◆ Tasks
- A) According to the VIP combinations text, what is KPV a tripeptide fragment of?
- B) Retype the VIP combinations text from "Contraindications and cautions" up to and including "and nasal congestion.".

◆ Source extract
VIP + BPC-157 (250-500 mcg subcutaneously, 1-2 times daily): BPC-157 is a gastric pentadecapeptide with tissue-healing and anti-inflammatory properties. While VIP addresses systemic immune dysregulation through receptor-mediated immunomodulation, BPC-157 promotes tissue repair at sites of damage — gut mucosa, connective tissue, and vasculature. This combination is particularly relevant for individuals with both systemic inflammation and localized tissue injury (e.g., CIRS patients with concurrent gut barrier dysfunction or injury).

VIP + KPV (100-500 mcg, oral or subcutaneous): KPV is a tripeptide fragment of alpha-MSH (the same MSH that is depleted in CIRS). KPV acts through melanocortin receptors to suppress NF-kB-mediated inflammation, complementing VIP's VPAC-receptor-mediated anti-inflammatory effects. This combination provides anti-inflammatory coverage through two independent receptor systems and may be particularly useful in cases where MSH levels remain low despite other interventions.

VIP + Low-Dose Naltrexone (LDN, 1.5-4.5 mg oral, nightly): LDN modulates immune function through transient opioid receptor blockade, which upregulates endorphin production and modulates Toll-like receptor signaling on immune cells. While not a peptide, LDN is commonly combined with VIP in CIRS protocols and addresses the immune dysregulation component from a different mechanistic angle.

VIP + Cholestyramine or Welchol (as per Shoemaker protocol): In the CIRS context, VIP is used alongside binding agents that remove biotoxins from enterohepatic circulation. This is not optional — it is a prerequisite for VIP effectiveness in CIRS.

Contraindications and cautions

Hypotension: VIP is a vasodilator. Individuals with baseline low blood pressure or those taking antihypertensive medications should use VIP cautiously, starting at the lowest dose and monitoring blood pressure. Symptoms of VIP-induced vasodilation include flushing, lightheadedness, and nasal congestion.

◆ Data extracts
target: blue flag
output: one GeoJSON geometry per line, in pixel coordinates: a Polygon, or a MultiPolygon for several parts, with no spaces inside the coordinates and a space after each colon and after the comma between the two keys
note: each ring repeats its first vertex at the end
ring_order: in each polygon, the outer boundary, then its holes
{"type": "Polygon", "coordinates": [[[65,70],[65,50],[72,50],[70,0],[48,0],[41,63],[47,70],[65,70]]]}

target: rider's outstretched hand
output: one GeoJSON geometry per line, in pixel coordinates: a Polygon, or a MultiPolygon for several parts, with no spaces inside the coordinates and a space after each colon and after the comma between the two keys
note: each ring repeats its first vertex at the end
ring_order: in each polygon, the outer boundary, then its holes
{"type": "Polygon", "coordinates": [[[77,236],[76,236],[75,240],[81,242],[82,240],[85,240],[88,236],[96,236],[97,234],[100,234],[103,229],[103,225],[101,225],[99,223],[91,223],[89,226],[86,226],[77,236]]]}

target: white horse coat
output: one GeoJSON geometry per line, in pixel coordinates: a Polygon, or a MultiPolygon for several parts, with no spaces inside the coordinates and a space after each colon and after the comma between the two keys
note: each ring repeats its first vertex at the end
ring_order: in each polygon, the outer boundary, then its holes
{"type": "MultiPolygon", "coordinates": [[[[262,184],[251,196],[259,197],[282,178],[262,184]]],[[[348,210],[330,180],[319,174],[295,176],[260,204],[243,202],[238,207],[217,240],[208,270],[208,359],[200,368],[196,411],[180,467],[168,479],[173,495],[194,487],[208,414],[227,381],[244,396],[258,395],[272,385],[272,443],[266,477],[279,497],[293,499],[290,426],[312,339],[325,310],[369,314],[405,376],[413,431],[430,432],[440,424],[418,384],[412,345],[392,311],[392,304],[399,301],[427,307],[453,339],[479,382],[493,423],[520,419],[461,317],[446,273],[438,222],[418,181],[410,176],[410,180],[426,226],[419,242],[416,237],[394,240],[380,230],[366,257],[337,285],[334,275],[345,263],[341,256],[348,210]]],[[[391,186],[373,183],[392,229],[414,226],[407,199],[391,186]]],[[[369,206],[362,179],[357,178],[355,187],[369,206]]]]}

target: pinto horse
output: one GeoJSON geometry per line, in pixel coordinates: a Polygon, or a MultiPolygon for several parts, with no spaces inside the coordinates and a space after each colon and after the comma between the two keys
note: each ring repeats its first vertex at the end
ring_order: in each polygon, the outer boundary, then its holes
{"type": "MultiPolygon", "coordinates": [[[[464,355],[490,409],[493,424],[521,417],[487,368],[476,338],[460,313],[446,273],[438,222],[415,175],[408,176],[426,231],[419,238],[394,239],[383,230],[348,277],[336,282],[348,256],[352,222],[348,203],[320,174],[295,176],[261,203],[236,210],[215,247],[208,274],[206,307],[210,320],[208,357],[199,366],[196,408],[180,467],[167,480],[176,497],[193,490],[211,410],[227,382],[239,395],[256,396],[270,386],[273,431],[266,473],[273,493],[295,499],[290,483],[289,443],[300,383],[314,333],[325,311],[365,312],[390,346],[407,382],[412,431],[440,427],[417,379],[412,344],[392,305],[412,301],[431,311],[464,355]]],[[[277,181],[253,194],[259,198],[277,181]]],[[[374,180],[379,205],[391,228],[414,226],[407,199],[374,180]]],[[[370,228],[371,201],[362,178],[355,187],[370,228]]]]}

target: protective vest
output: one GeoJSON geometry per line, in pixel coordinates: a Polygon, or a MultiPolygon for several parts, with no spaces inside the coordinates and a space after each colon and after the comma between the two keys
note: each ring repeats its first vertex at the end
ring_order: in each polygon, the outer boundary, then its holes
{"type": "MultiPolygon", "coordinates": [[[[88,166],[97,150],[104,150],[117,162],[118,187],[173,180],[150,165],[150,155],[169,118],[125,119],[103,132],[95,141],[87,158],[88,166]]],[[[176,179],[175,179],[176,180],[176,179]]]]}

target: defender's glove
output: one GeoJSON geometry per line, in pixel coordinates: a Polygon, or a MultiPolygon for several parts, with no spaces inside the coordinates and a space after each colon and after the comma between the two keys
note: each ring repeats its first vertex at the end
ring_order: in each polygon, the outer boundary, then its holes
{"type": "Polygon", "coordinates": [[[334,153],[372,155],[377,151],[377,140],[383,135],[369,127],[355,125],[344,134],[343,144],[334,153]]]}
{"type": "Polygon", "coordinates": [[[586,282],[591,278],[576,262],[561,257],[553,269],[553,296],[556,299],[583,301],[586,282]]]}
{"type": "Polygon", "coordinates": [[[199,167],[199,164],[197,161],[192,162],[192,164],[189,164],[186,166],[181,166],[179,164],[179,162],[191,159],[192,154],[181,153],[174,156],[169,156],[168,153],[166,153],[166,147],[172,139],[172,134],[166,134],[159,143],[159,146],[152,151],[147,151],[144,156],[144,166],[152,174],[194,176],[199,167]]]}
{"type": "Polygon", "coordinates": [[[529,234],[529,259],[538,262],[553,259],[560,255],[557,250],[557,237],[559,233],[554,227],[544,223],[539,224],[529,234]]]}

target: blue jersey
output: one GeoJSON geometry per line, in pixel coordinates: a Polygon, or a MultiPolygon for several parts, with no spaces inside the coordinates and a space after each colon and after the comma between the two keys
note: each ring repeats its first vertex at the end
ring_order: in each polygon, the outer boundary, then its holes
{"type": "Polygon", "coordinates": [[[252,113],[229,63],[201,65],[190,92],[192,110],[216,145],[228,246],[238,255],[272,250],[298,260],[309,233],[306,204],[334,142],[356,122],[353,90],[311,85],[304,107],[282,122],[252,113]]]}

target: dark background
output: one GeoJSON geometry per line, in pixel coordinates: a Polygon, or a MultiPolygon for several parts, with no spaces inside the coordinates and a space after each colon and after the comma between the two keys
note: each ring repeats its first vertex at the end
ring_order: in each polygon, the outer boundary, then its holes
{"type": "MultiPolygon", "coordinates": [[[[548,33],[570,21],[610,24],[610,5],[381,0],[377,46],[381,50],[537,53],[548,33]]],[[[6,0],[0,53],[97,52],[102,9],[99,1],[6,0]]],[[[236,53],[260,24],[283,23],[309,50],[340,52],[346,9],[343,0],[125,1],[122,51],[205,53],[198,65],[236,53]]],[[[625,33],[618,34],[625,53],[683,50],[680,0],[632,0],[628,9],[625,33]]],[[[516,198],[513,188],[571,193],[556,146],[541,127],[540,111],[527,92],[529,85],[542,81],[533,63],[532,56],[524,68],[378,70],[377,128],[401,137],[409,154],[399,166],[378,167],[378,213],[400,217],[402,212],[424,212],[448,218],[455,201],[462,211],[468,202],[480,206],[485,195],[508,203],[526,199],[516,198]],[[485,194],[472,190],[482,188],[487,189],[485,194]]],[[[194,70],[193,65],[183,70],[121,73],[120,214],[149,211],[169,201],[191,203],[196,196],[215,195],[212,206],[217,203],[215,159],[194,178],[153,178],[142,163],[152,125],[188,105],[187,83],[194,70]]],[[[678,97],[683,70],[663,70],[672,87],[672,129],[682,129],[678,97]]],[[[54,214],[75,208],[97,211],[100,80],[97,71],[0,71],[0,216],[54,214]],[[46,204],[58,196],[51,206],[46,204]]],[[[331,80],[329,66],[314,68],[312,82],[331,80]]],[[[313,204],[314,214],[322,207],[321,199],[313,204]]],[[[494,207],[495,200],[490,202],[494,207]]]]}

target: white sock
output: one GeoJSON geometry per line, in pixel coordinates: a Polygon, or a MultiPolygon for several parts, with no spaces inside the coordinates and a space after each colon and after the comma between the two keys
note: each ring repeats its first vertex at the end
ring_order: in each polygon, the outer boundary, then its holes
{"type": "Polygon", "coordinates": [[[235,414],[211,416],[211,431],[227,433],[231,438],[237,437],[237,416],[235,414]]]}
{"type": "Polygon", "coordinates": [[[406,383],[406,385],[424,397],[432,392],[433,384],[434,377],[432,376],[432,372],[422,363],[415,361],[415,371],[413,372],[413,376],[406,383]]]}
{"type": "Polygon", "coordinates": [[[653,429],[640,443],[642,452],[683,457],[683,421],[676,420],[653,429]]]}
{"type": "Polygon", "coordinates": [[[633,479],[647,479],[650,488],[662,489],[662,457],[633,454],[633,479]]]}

==

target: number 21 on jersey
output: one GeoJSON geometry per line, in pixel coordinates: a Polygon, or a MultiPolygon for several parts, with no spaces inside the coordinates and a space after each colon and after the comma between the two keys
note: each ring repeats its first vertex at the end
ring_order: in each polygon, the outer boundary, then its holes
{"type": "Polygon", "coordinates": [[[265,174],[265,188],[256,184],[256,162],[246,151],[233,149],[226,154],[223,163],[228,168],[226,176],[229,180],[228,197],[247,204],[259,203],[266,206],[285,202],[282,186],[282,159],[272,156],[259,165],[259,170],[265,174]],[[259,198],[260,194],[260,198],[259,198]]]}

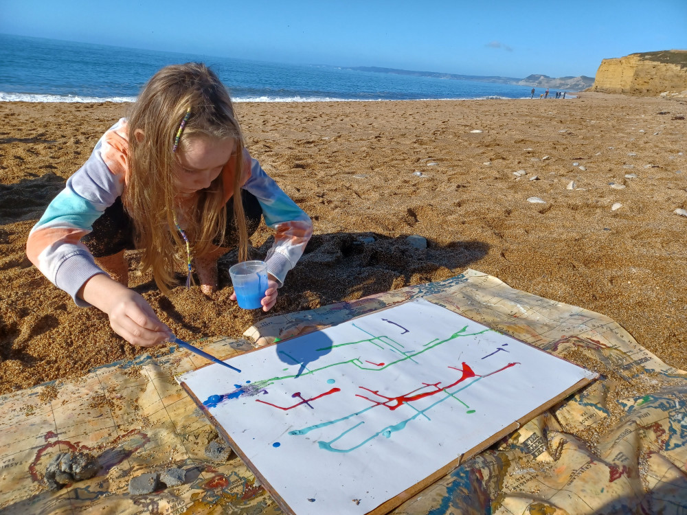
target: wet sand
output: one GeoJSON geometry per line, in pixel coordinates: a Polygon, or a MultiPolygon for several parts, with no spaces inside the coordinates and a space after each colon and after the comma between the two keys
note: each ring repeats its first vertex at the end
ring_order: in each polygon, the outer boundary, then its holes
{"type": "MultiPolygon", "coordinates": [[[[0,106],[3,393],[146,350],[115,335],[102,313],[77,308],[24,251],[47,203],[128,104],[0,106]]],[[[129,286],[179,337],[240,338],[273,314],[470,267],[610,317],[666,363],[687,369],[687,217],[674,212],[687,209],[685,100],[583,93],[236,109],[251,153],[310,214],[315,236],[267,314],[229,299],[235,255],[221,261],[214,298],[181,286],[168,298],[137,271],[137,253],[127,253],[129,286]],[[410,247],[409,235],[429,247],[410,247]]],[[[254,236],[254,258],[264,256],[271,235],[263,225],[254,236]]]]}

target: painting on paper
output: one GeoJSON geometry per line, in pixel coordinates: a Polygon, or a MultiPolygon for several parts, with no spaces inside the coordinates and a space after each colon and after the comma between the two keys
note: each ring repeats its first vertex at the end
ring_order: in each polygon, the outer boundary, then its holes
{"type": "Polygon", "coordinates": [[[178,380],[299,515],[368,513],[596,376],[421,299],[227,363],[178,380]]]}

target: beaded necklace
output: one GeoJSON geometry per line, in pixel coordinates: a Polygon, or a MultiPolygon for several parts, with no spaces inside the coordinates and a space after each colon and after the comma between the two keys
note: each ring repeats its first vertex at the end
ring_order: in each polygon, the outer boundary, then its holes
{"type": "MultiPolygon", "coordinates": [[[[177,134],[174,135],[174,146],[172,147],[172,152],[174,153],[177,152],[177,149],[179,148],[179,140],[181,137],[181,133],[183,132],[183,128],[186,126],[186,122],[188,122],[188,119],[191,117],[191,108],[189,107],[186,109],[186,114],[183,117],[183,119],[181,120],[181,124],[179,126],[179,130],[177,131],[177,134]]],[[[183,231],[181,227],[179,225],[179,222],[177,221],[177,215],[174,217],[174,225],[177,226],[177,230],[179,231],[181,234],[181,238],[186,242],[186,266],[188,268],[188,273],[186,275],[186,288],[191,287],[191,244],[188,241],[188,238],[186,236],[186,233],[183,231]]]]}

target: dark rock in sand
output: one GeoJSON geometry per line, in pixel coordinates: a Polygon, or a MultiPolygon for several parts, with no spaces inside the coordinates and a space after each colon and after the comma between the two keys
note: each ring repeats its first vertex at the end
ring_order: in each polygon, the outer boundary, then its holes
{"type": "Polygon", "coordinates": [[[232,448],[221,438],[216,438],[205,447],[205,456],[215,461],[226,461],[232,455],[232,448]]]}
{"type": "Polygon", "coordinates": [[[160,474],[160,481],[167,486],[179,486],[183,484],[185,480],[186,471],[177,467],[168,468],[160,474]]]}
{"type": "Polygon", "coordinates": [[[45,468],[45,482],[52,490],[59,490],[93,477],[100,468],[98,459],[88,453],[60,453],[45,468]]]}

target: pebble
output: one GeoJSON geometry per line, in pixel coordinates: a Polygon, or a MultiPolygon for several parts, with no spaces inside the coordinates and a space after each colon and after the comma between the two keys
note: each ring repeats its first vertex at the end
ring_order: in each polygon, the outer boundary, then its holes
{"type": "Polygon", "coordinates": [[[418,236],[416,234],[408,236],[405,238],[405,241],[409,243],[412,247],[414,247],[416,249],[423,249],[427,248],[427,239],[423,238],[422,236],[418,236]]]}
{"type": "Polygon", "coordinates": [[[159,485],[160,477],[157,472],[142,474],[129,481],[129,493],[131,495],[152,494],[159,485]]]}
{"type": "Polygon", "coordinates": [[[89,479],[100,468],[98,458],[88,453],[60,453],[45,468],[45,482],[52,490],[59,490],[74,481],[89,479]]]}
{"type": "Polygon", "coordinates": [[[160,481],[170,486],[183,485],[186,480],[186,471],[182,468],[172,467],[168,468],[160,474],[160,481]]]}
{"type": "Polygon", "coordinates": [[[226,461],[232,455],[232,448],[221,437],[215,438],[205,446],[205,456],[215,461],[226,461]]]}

◆ Task solutions
- A) KPV is a tripeptide fragment of alpha-MSH.

- B)
Contraindications and cautions

Hypotension: VIP is a vasodilator. Individuals with baseline low blood pressure or those taking antihypertensive medications should use VIP cautiously, starting at the lowest dose and monitoring blood pressure. Symptoms of VIP-induced vasodilation include flushing, lightheadedness, and nasal congestion.